Text to read:
** Begin **

News Byte – 18.05.2026

By Byte & Block — exploring the building blocks of digital finance.

Today’s Menu

  • BTC risk premium hits
  • Liquidations flush leverage
  • Hana-Dunamu deal reviewed
Market Mood Today
Fear
Risk-On
Compressed
Uneasy
Fragile (28/100)
Capitulation
Euphoria
Speculative
BTC 24h: — 30d: —
ETH 24h: — 30d: —
SOL 24h: — 30d: —
Prices as of 05/18/2026, 20:24:05

Geopolitical Risk Premium Slams BTC to $76K

Bitcoin’s slide to roughly $76,500 was not just another chart wobble — it came as macro risk snapped back into the market. Fresh US-Iran tension hit during early Asian trading Monday, while crude briefly spiked above $103-$104 and traders moved back into risk-off mode. BTC erased its May gains in roughly 72 hours after recently pushing toward $83,000, with the market showing a 7% three-day drop. That matters because the selloff arrived after a cleaner bullish setup had started to form around ETF demand, policy optimism and the broader recovery above $80,000.

** End **

Data:
** Begin **

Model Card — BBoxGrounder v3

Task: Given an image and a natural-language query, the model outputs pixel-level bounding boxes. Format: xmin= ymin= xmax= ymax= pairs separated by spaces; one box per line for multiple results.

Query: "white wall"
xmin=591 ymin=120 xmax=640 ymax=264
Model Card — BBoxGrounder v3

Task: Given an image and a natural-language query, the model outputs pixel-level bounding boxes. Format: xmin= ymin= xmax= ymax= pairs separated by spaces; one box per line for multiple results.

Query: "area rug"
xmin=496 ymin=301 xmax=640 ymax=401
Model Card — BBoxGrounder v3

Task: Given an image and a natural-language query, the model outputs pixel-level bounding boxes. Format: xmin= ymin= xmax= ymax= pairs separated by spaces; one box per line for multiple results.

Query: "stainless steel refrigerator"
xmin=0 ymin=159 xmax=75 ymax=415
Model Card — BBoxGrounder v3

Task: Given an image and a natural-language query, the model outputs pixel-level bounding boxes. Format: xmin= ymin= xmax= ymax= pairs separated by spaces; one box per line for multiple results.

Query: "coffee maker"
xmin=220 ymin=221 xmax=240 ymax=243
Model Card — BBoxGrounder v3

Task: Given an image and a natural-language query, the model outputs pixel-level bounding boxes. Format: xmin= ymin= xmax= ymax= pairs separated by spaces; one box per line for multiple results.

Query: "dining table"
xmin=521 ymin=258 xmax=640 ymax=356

** End **

Challenges:
1 - In the crypto market newsletter, reproduce the stretch from "By Byte & Block" through "Fragile (28/100)", changing "Fragile" to "Shaky".
2 - Extend the crypto market newsletter past its final sentence.

Solved problems:
1 -
By Byte & Block — exploring the building blocks of digital finance.

Today’s Menu

  • BTC risk premium hits
  • Liquidations flush leverage
  • Hana-Dunamu deal reviewed
Market Mood Today
Fear
Risk-On
Compressed
Uneasy
Shaky (28/100)

2 -
TradingView BTC/USD versus WTI crude oil one-hour comparison chart

The move also lands against the same question ETF flow data keeps forcing: is real spot demand strong enough to absorb macro shocks, or was the rebound still leaning too hard on positioning?

The pressure was amplified by a liquidation flush: total crypto liquidations hit $677 million over 24 hours, including $607 million from longs and $190 million from BTC longs. The bigger read is that Bitcoin is again trading like a macro pressure valve. The asset can still catch a bid when crypto-native catalysts improve, but when oil, yields and conflict risk all move together, leverage gets cleared first.

The $76,000 zone is now less about a neat chart level and more about whether traders still trust the May rebound, or whether the whole move gets re-priced as another failed breakout. That is the tension for today: Bitcoin is still structurally bid, but the short-term market just got reminded that macro can still shove crypto around fast.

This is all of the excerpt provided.